## TEXT BLOCK
This README describes the server component. Please refer to the top level README for an overview of all components.
The project's primary goal is to provide a simple API for managing isolated environments. These isolated environments -- or containers -- can be limited in terms of CPU usage, memory usage, disk usage, and network access. As of writing, the only supported OS is Linux.
Isolation is achieved by namespacing kernel resources that would otherwise be shared. The intended level of isolation is set such that multiple containers present on the same host should not be aware of each others presence. This means that these containers are given (among others) their own PID (Process ID) namespace, network namespace, and mount namespace.
Resource control is done by using Control Groups. Every container is placed in its own control group, where it is configured to use an equal slice of CPU compared to other containers, and the maximum amount of memory it may use.
The following sections give a brief summary of the techniques used to
implement the Linux backend for Warden. A more detailed description can
be found in the root/linux
directory of this repository.
Every container is assigned a network interface which is one side of a
virtual ethernet pair created on the host. The other side of the virtual
ethernet pair is only visible on the host (from the root namespace).

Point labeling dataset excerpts
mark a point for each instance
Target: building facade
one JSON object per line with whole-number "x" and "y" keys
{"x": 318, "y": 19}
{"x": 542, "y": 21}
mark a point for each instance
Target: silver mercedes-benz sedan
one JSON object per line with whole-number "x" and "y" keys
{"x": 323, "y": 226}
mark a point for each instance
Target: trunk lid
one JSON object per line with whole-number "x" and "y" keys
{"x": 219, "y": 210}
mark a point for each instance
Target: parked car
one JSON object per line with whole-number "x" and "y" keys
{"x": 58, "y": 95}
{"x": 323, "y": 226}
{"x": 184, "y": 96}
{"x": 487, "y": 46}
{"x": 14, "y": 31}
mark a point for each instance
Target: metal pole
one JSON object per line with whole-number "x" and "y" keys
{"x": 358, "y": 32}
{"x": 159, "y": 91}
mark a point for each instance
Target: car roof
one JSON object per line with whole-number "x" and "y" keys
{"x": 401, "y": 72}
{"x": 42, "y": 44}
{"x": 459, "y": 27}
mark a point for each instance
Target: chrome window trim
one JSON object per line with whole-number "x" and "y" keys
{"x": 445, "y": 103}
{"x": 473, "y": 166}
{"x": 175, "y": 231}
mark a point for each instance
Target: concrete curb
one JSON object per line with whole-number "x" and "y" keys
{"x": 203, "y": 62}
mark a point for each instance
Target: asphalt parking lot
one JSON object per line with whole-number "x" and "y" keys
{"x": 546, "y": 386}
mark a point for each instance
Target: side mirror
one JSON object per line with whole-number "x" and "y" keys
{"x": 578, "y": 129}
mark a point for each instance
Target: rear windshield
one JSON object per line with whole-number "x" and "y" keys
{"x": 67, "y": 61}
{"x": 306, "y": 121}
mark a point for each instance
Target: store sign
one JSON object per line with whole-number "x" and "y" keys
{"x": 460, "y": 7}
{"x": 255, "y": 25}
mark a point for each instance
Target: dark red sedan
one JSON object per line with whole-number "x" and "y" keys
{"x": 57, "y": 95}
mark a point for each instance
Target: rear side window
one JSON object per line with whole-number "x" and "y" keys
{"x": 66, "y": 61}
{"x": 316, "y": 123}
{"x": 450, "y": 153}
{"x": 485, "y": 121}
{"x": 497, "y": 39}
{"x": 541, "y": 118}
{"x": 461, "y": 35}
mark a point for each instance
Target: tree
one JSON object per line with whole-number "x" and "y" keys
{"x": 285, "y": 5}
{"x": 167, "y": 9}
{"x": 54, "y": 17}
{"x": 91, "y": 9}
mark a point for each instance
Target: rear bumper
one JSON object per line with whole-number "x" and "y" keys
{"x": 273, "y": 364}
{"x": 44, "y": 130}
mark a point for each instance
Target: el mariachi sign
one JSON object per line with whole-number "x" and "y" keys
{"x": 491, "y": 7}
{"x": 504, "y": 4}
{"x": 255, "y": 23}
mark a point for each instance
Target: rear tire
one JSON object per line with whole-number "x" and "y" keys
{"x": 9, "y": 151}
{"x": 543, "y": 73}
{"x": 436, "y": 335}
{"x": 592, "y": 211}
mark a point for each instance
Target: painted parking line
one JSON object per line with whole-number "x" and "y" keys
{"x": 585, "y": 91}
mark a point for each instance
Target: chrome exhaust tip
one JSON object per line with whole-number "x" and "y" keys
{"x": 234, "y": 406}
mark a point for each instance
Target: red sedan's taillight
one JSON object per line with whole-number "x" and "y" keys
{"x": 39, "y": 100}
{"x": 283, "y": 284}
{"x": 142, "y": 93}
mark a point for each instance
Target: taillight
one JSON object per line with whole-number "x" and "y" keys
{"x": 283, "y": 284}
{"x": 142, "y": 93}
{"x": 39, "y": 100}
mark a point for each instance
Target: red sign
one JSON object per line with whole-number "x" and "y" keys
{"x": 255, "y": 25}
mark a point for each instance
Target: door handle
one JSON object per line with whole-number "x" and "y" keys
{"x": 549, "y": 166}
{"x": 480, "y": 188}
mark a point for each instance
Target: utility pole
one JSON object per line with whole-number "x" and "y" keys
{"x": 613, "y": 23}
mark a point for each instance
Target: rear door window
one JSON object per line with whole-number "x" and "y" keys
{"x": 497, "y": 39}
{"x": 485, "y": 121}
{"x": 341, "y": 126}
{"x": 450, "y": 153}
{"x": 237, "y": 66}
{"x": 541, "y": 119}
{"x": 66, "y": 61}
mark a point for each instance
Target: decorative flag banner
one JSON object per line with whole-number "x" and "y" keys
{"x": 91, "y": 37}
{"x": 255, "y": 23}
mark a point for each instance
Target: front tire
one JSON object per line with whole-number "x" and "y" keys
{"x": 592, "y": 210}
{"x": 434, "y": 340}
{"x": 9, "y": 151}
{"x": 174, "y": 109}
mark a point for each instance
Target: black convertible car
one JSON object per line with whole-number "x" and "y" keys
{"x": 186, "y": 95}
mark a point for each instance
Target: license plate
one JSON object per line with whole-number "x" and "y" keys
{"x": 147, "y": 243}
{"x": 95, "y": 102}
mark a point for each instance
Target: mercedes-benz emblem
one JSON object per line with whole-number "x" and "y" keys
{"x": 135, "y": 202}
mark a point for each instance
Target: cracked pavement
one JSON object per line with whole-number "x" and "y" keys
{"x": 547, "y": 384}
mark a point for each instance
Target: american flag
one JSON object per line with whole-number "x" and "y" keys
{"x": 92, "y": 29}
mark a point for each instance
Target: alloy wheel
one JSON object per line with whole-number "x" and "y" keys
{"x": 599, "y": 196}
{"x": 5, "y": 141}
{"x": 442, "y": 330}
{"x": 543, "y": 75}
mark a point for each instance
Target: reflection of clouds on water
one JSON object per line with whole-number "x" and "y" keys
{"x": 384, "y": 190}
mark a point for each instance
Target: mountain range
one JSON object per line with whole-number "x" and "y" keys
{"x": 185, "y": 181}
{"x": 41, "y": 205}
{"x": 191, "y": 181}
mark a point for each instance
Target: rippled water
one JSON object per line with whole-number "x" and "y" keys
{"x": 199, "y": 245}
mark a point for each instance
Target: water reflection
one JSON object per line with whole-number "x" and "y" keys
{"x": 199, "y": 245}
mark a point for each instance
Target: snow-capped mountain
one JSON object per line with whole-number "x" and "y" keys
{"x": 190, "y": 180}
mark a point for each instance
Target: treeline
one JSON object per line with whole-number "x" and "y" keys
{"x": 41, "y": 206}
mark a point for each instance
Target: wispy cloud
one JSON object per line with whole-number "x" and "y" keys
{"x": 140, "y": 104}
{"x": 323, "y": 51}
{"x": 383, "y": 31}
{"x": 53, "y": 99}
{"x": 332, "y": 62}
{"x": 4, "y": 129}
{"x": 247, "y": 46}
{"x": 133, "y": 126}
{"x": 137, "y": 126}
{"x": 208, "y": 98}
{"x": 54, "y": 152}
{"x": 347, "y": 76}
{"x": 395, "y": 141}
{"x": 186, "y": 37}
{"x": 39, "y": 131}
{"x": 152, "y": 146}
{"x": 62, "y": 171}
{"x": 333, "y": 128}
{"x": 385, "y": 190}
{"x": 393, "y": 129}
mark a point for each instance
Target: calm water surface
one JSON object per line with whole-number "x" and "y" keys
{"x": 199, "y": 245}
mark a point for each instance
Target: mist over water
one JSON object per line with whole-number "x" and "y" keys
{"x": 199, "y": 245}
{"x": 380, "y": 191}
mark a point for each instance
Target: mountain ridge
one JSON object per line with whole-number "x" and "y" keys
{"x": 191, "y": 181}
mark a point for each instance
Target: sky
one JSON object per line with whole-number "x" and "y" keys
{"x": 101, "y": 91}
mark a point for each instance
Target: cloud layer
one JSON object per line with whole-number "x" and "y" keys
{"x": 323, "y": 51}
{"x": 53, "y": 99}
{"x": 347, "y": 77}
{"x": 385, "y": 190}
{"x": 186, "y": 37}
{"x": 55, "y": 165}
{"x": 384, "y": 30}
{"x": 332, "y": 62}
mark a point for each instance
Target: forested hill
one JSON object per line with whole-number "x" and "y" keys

## EXERCISE TASK
Quote the README verbatim, beginning at the words "Resource control is" and stopping after the words "of this repository.".

## TASK SOLUTION
Resource control is done by using Control Groups. Every container is placed in its own control group, where it is configured to use an equal slice of CPU compared to other containers, and the maximum amount of memory it may use.
The following sections give a brief summary of the techniques used to
implement the Linux backend for Warden. A more detailed description can
be found in the root/linux
directory of this repository.